> Given task:
Quote all of the entries word for word.

## begin

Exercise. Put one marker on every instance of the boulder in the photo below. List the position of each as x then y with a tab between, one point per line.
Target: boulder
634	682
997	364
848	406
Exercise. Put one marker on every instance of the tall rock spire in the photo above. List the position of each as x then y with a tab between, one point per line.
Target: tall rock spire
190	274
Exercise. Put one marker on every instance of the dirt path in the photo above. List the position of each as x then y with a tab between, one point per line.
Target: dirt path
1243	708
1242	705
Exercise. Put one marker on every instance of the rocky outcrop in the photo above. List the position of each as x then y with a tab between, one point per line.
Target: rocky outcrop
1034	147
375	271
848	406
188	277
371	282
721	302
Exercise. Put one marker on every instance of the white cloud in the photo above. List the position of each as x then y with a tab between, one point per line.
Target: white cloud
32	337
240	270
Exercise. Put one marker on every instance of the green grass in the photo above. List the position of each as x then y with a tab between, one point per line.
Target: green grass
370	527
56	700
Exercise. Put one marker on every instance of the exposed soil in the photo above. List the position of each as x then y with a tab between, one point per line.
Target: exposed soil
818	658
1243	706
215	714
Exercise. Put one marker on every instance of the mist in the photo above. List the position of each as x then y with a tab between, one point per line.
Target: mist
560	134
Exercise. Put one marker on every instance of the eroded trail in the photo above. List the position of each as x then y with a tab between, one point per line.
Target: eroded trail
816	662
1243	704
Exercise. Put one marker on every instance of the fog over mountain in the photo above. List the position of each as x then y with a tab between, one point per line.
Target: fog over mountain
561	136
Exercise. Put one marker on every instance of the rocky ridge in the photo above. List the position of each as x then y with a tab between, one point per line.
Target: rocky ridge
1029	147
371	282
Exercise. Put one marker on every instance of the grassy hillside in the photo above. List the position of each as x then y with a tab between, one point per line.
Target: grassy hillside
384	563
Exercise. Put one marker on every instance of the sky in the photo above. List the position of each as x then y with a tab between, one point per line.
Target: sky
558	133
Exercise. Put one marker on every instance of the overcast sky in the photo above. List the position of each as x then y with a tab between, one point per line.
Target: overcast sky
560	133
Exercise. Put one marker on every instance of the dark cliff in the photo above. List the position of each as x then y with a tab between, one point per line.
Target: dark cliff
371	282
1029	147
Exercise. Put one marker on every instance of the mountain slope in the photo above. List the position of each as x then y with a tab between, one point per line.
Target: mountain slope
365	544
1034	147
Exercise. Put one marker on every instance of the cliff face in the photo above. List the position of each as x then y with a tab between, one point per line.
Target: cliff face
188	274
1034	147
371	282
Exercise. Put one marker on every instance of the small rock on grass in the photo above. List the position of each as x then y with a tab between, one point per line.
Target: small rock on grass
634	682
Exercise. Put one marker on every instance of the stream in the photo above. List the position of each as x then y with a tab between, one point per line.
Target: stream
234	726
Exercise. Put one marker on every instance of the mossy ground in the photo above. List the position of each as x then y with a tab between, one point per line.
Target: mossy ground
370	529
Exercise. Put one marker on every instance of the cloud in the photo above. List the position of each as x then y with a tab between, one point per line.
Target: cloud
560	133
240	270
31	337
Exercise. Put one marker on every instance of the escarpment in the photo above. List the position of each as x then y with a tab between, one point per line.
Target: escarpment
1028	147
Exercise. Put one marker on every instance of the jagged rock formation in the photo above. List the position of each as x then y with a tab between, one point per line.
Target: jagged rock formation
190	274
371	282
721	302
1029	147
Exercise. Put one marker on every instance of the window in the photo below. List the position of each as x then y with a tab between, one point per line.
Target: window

## end

> Solved problem:
Exercise. Put one marker on every instance of the boulder in the photo below. List the position of each as x then y with a tab between, one point per line.
Target: boulder
634	682
997	364
848	406
Exercise. Put one marker on every instance of the tall rock spire in the photo above. List the position of each as x then y with a tab between, one point per line.
Target: tall rock spire
190	274
Exercise. Put one marker on every instance of the dirt path in the photo above. List the position of each as x then y with a tab between, one point per line.
Target: dirt path
1243	708
1242	705
Exercise. Put one marker on every instance of the rocky outcrop in the photo above. List the position of each as x then y with a tab between, one point per line.
Target: rocky outcrop
1034	147
375	271
848	406
188	277
371	282
721	302
Exercise. Put one marker on every instance of the white cloud in the photo above. List the position of each as x then y with a tab between, one point per line.
Target: white cloud
32	337
240	270
Exercise. Put one marker on every instance of the green grass in the photo above. List the position of each as x then y with a tab between, one point per line.
Target: green grass
370	527
56	700
Exercise. Put one marker on every instance of the exposed soil in the photo above. List the position of each as x then y with a tab between, one point per line.
Target: exposed soil
818	658
1243	706
215	714
Exercise. Put one marker on every instance of the mist in the photo above. List the position of each as x then y with a tab between, one point per line.
Target: mist
560	134
Exercise. Put one marker on every instance of the eroded trail in the photo above. List the position of each as x then y with a tab between, one point per line.
Target: eroded trail
816	662
1243	704
Exercise. Put one marker on every instance of the fog over mountain in the photo above. List the position of each as x then y with a tab between, one point per line.
Target: fog over mountain
561	136
Exercise. Put one marker on every instance of the rocky ridge in the photo above. List the position of each as x then y with a tab between, one point per line.
Target: rocky ridge
1029	147
371	282
Exercise. Put one marker on every instance of the grassy hillside in the photo above. List the position of each as x then y with a tab between, one point per line.
Target: grassy hillside
384	563
Exercise. Put one marker on every instance of the sky in the photo above. List the position of each as x then y with a tab between, one point per line.
Target: sky
558	133
Exercise. Put one marker on every instance of the overcast sky in the photo above. List the position of each as x then y with a tab between, one point per line.
Target: overcast sky
560	133
Exercise. Put one marker on every instance of the dark cliff in the photo above. List the position of each as x then y with a tab between, one point per line.
Target: dark cliff
371	282
1029	147
Exercise. Put one marker on every instance of the mountain slope in the photo above. List the position of each as x then y with a tab between, one point per line.
Target: mountain slope
365	544
1034	147
Exercise. Put one marker on every instance of the cliff face in the photo above. List the position of each as x then y with a tab between, one point per line.
Target: cliff face
188	274
1034	147
371	282
Exercise. Put one marker on every instance of the small rock on grass in the photo above. List the position of each as x then y with a tab between, one point per line.
Target: small rock on grass
634	682
Exercise. Put one marker on every instance of the stream in the photo above. List the position of each as x then y with a tab between, one point per line.
Target: stream
234	726
Exercise. Put one marker on every instance of the mossy ground in the photo above. List the position of each as x then y with a tab between, one point per line.
Target: mossy ground
370	529
Exercise. Put one marker on every instance of the cloud in the photo above. List the position of each as x then y with a tab between, one point per line.
Target: cloud
560	133
240	270
31	337
Exercise. Put one marker on every instance of the escarpment in the photo above. List the position of each as x then y with a tab between, one point per line.
Target: escarpment
1028	147
Exercise. Put one marker on every instance of the jagged rock formation in the photo above. List the position of each as x then y with a tab between, one point per line.
Target: jagged rock formation
190	274
371	282
721	302
1029	147
Exercise. Put one marker on every instance of the window in the photo below. List the position of each as x then y with a tab between, one point per line.
Target: window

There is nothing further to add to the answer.